What the exercise asks. Give as output the line that contains "Mark the front", followed by every remaining line of the entries, unchanged and with nothing added.

Records for processing.
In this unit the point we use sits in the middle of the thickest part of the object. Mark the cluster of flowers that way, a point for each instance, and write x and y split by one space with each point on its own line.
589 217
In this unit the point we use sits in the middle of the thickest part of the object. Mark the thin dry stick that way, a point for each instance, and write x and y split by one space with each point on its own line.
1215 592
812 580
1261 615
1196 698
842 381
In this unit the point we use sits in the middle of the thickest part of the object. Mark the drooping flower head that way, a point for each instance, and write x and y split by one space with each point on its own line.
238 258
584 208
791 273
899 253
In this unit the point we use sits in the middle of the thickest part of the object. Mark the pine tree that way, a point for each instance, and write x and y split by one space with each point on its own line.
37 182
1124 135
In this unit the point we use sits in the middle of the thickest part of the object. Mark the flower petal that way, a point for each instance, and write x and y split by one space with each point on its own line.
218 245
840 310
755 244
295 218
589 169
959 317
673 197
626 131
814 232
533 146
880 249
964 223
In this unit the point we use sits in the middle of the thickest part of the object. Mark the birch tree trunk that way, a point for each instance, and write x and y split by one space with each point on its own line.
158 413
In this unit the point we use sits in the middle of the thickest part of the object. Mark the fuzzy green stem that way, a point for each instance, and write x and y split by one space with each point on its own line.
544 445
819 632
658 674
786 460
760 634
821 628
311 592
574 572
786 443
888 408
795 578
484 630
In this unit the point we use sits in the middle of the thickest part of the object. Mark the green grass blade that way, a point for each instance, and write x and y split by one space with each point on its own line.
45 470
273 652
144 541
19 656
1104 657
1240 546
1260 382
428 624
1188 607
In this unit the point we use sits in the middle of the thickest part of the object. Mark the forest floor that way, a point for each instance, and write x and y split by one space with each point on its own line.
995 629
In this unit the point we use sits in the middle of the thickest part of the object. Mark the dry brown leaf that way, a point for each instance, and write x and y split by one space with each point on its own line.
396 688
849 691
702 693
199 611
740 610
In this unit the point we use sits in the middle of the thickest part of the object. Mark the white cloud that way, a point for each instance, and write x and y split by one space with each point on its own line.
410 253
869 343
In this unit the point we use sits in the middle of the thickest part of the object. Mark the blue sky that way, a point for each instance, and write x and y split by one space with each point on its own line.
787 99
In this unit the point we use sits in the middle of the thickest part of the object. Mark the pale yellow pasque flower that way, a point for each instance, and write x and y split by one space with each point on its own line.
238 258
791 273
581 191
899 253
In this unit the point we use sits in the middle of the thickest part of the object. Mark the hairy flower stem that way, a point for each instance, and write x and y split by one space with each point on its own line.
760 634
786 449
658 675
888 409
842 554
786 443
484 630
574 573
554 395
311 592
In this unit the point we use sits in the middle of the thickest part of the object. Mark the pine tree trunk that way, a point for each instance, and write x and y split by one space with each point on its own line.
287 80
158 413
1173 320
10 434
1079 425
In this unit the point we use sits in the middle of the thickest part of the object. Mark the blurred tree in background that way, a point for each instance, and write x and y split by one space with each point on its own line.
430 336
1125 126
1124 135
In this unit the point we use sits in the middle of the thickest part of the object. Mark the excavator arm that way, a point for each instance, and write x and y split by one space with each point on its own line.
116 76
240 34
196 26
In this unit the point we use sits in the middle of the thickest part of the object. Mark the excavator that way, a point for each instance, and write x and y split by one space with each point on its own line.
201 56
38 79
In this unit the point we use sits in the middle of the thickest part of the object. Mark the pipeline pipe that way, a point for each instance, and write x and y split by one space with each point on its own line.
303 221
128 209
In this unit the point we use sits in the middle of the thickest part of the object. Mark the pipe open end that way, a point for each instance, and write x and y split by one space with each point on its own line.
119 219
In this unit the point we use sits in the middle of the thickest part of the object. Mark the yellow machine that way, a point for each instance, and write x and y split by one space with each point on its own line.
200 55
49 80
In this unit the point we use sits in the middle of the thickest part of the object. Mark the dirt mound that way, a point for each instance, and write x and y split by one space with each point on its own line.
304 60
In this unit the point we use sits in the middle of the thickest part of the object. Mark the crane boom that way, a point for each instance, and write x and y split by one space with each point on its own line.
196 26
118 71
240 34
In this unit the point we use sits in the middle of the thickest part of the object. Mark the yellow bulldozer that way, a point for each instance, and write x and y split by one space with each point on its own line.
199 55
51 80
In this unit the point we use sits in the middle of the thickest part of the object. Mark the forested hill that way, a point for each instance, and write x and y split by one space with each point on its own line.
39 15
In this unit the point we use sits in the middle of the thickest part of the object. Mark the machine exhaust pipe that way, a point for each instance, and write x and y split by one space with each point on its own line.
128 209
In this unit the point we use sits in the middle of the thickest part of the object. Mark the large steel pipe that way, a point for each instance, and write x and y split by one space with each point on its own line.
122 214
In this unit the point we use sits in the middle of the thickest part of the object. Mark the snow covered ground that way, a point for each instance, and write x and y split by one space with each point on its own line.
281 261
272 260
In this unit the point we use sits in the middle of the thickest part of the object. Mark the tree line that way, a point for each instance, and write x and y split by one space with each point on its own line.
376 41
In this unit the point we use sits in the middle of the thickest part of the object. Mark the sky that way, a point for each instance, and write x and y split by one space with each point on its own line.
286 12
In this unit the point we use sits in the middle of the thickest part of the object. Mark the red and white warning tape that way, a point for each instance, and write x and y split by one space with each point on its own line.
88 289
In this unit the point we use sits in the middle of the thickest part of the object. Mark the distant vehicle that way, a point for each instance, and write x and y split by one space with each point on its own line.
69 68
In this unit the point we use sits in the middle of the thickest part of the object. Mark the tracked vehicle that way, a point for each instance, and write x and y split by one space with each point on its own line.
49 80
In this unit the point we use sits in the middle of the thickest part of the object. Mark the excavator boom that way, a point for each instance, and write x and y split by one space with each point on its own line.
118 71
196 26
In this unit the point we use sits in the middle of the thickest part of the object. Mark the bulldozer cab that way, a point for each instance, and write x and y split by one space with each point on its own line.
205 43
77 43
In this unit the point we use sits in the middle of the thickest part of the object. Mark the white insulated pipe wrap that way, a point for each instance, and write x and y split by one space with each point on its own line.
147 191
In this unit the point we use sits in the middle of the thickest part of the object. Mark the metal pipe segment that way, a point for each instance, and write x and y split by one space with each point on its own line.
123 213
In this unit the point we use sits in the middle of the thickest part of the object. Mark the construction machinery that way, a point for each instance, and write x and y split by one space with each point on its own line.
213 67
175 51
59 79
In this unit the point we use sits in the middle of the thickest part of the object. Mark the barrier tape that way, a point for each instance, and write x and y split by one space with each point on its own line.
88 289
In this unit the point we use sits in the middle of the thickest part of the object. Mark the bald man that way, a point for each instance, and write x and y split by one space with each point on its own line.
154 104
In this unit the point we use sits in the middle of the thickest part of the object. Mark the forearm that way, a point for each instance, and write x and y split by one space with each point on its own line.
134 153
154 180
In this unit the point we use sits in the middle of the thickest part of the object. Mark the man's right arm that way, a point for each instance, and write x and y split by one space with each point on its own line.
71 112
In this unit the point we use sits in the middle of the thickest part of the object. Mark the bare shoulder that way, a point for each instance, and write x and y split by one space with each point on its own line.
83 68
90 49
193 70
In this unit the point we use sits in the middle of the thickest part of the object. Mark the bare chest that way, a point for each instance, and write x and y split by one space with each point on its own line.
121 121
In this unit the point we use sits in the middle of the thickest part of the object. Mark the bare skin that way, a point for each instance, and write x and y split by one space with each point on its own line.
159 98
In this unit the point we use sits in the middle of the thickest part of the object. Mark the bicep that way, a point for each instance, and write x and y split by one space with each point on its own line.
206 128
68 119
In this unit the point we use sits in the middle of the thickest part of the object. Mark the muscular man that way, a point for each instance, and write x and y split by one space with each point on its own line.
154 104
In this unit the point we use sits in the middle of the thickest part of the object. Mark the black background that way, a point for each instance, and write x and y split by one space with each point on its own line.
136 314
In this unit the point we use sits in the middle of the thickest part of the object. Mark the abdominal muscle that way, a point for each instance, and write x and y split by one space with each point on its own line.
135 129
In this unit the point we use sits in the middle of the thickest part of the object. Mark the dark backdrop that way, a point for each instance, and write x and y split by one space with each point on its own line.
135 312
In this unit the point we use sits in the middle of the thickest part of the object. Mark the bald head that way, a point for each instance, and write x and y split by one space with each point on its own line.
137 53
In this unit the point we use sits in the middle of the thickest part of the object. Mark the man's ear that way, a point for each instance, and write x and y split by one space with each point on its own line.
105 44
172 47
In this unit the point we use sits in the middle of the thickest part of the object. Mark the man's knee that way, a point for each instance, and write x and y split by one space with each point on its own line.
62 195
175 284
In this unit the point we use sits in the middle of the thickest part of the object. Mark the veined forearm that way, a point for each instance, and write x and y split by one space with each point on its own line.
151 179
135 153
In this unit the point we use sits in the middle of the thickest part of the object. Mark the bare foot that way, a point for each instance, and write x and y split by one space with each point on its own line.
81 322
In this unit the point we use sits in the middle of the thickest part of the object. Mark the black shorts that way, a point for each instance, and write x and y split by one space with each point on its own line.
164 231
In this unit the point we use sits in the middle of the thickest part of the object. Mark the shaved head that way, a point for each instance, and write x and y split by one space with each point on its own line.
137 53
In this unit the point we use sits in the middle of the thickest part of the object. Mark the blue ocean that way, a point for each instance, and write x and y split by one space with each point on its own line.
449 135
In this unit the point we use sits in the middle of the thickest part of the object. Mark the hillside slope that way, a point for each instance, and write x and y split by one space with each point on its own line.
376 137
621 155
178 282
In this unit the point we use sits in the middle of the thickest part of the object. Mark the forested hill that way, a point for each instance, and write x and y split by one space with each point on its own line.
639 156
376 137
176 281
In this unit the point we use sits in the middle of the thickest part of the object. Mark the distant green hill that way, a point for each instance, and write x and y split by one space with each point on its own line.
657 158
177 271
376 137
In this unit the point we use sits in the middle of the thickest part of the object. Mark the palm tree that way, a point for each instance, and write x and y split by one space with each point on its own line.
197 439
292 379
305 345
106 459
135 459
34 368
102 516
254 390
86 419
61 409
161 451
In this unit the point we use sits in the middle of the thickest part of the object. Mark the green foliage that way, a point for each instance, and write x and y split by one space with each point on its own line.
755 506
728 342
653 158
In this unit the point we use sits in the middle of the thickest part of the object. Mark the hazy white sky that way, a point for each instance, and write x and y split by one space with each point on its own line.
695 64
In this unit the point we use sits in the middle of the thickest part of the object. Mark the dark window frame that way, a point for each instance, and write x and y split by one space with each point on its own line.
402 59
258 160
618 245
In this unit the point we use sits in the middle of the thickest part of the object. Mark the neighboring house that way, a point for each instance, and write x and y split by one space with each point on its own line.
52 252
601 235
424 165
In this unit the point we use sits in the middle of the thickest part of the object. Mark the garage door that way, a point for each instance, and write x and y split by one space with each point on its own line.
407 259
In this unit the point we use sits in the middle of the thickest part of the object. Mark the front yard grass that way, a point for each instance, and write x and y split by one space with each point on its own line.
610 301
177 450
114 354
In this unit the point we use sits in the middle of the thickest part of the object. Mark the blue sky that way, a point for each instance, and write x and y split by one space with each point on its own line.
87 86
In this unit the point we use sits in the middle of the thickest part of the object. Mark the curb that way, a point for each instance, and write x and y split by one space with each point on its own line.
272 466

Exercise result.
In this unit the point we use sits in the middle of the thickest part of the object. Mark the front yard grass that way, a point for each instance, and write x and y split by one space with each point on its own line.
610 301
177 450
114 354
In this unit the point we use sits in the middle of the thickest part of the object. Mark the blue sky that way, a point for each instance, and write x and y split by one space with each point on its own line.
87 86
In this unit the point we use sits in the middle of the thickest part of the object. Mark the curb that way, a point for each instance, and write x and y split by one space with each point on its own line.
272 466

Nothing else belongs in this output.